Aim of the task
Rewrite the entries below, substituting "molding" for "wood trim" and keeping everything else unchanged.

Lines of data
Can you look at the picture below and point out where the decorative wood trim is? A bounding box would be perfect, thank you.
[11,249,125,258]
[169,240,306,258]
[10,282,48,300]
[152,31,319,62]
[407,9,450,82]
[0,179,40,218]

Problem solution
Can you look at the picture below and point out where the decorative molding is? A bounding box would be perfect, thank you.
[11,249,125,258]
[169,240,306,258]
[10,282,48,300]
[152,31,319,62]
[407,9,450,82]
[0,179,40,218]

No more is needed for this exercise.